*Prompt:* Can you return, unchanged, the lines of the data below from the one containing "the red car." through the one containing "x=1234 y=63", both ends included?

*Record set:*
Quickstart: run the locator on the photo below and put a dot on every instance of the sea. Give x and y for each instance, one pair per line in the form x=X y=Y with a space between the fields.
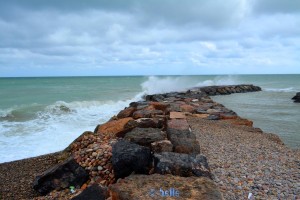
x=42 y=115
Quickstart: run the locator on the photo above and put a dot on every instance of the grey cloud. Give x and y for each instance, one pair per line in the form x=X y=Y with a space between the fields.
x=276 y=6
x=147 y=35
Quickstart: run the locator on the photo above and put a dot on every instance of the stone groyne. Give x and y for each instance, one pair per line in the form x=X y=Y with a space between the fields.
x=148 y=150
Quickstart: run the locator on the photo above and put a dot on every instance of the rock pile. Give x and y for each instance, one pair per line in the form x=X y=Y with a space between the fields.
x=151 y=136
x=296 y=98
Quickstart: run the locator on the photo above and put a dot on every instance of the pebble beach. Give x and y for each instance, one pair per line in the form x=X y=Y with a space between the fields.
x=244 y=162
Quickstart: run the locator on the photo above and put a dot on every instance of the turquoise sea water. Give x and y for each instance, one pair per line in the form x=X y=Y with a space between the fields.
x=43 y=115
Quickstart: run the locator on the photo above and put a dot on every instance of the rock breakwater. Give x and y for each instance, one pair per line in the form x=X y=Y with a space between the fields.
x=149 y=137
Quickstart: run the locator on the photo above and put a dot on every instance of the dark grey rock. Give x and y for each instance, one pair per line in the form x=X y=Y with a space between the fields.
x=145 y=136
x=185 y=145
x=179 y=128
x=128 y=157
x=63 y=175
x=93 y=192
x=162 y=146
x=296 y=98
x=213 y=117
x=181 y=164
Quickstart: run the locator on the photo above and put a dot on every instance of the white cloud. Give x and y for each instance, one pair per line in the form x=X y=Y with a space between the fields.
x=139 y=37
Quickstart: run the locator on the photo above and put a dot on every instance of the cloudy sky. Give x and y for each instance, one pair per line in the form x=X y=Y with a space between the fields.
x=153 y=37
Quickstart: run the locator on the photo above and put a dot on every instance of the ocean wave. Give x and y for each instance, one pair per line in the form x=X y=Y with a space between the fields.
x=289 y=89
x=155 y=85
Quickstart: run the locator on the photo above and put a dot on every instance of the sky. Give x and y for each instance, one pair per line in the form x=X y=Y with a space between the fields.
x=153 y=37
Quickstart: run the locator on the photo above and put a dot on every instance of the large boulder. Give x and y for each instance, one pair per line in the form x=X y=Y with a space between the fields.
x=185 y=145
x=162 y=146
x=156 y=186
x=62 y=176
x=115 y=127
x=128 y=157
x=127 y=112
x=93 y=192
x=145 y=136
x=179 y=128
x=181 y=164
x=181 y=136
x=146 y=123
x=296 y=98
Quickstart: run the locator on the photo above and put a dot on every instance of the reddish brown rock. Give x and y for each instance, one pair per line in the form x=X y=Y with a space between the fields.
x=177 y=115
x=202 y=116
x=187 y=108
x=178 y=124
x=241 y=121
x=146 y=113
x=225 y=116
x=159 y=106
x=127 y=112
x=149 y=187
x=116 y=127
x=162 y=146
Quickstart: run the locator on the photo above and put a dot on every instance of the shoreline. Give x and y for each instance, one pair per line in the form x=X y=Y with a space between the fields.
x=210 y=115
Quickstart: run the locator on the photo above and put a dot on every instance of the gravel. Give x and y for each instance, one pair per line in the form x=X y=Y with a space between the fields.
x=16 y=178
x=244 y=160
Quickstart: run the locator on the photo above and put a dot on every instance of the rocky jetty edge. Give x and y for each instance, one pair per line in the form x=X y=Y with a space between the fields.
x=150 y=150
x=296 y=98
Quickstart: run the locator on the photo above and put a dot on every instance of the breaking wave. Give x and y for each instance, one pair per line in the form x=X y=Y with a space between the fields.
x=289 y=89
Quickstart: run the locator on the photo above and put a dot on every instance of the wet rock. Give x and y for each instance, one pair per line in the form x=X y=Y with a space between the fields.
x=213 y=117
x=116 y=127
x=296 y=98
x=93 y=192
x=228 y=115
x=179 y=128
x=159 y=106
x=185 y=145
x=162 y=146
x=146 y=113
x=181 y=164
x=187 y=108
x=61 y=176
x=127 y=112
x=177 y=115
x=148 y=187
x=241 y=121
x=145 y=136
x=128 y=157
x=146 y=123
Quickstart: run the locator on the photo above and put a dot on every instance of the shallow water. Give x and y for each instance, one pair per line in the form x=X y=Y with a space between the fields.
x=43 y=115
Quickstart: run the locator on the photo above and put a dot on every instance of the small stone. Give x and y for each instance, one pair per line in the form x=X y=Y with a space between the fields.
x=99 y=168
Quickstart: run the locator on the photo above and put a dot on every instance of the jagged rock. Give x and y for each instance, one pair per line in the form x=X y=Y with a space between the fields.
x=61 y=176
x=128 y=157
x=228 y=115
x=145 y=136
x=116 y=127
x=187 y=108
x=296 y=98
x=241 y=121
x=213 y=117
x=185 y=145
x=181 y=164
x=146 y=113
x=127 y=112
x=162 y=146
x=159 y=106
x=149 y=187
x=177 y=115
x=181 y=136
x=179 y=128
x=146 y=123
x=93 y=192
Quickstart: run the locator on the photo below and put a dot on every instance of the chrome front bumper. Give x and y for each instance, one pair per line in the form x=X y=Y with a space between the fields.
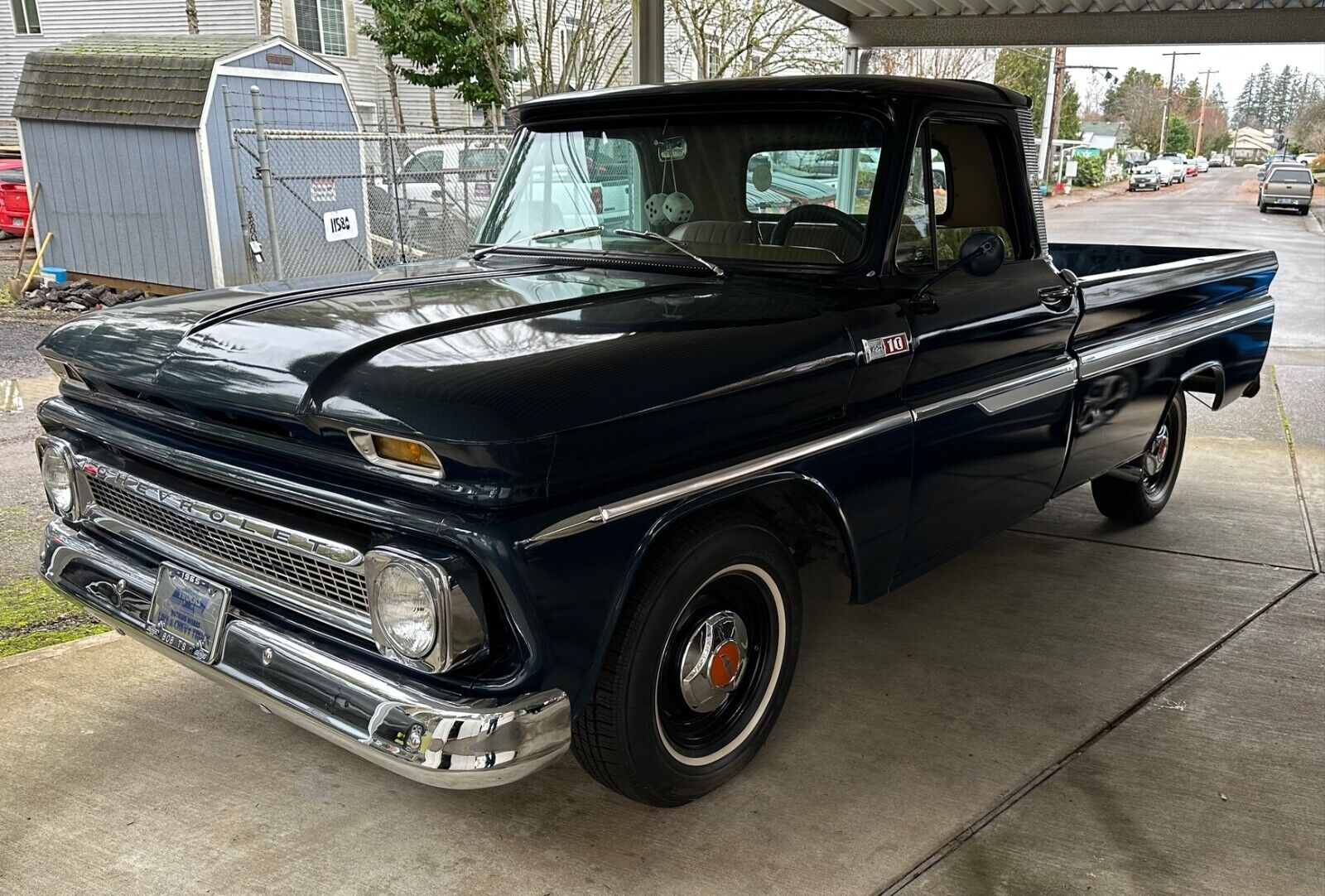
x=461 y=744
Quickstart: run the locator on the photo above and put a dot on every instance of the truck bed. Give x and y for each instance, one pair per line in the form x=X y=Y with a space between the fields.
x=1156 y=320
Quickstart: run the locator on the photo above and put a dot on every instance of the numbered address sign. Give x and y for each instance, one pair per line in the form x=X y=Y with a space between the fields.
x=342 y=224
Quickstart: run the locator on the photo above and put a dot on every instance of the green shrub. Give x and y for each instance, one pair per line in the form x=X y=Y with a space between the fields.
x=1090 y=171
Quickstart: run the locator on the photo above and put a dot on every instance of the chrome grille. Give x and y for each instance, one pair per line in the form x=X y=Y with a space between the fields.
x=318 y=580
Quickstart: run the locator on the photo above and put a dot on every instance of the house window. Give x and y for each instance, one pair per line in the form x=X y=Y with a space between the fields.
x=318 y=26
x=26 y=19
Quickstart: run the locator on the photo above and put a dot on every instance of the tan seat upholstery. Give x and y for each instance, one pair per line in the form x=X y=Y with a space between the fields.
x=728 y=232
x=835 y=238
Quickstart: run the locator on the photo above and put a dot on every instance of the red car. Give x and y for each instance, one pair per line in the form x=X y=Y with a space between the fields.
x=13 y=198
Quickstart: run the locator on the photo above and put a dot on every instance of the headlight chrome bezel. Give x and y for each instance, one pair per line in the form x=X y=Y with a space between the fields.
x=459 y=631
x=64 y=454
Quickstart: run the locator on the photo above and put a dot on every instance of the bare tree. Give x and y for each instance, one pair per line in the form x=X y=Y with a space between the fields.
x=957 y=63
x=735 y=39
x=573 y=44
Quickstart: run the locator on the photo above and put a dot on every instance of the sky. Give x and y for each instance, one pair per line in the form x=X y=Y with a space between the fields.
x=1234 y=63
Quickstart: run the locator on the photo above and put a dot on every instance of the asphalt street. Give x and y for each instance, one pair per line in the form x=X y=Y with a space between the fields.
x=1073 y=706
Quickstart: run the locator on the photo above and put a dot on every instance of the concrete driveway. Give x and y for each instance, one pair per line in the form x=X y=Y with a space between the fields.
x=1073 y=706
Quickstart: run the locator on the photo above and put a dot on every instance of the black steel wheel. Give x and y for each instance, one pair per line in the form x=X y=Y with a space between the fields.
x=1135 y=499
x=700 y=664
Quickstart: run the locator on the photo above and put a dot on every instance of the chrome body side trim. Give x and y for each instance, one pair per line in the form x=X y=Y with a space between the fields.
x=443 y=743
x=1058 y=381
x=1144 y=346
x=1002 y=397
x=590 y=518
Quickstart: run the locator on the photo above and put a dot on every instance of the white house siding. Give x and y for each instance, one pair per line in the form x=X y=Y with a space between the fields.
x=64 y=20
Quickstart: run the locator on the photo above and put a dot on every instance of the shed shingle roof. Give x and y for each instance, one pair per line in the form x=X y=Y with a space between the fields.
x=156 y=81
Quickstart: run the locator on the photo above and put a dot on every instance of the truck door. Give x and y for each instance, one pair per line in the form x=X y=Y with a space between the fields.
x=991 y=381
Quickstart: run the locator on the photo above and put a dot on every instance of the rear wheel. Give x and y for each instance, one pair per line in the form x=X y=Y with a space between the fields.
x=1140 y=499
x=699 y=667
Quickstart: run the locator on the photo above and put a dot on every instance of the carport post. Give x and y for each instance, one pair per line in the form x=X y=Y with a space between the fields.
x=649 y=31
x=264 y=171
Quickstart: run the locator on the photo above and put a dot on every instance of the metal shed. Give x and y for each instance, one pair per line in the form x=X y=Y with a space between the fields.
x=132 y=142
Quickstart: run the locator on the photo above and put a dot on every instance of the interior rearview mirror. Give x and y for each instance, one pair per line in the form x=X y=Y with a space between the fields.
x=982 y=253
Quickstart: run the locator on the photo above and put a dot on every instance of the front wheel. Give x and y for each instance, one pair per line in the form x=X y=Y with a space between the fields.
x=699 y=667
x=1140 y=499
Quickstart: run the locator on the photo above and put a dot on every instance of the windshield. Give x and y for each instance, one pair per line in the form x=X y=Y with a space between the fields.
x=719 y=185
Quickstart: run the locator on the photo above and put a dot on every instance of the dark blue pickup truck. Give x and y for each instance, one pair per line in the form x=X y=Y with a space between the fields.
x=463 y=516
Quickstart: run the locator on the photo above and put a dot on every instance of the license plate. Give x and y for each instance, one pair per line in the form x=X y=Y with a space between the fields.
x=187 y=613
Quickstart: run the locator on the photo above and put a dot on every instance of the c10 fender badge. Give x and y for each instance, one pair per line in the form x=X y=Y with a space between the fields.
x=898 y=344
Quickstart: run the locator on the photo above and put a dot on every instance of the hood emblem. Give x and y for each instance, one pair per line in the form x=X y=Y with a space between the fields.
x=898 y=344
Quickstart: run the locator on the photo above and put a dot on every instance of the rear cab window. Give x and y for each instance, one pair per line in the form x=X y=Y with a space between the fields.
x=958 y=183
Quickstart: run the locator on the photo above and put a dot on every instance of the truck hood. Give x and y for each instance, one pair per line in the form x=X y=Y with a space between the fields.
x=474 y=355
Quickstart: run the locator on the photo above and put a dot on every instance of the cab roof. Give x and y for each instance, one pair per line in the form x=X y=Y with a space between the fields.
x=812 y=88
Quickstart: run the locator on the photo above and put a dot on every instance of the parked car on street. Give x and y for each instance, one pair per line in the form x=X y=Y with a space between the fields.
x=13 y=202
x=1271 y=161
x=1145 y=176
x=1289 y=185
x=1169 y=171
x=461 y=518
x=1179 y=166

*The reply:*
Quickstart: run the locator on the photo above and put a dot on every instance of the red car. Give x and y for each instance, one pair per line in the form x=X y=Y with a space between the fields.
x=13 y=198
Quickstart: run the locator on the photo above and put a dot on every instance of the headlight chrome bezel. Give x and y for each instance, one pair per line in the form x=X y=Y with a space between the fields.
x=459 y=631
x=64 y=454
Quickstart: run the locator on the photo above and put a dot on every instance of the bare tree. Give x and y for each instance, one pair per line in the form x=X y=Y with a space between the fields.
x=957 y=63
x=735 y=39
x=573 y=44
Quickstart: run the locator on the photo above and put a dot on every instance of the sky. Give x and y for each instance, one pair per line in the form x=X y=Y with a space between the fields.
x=1234 y=63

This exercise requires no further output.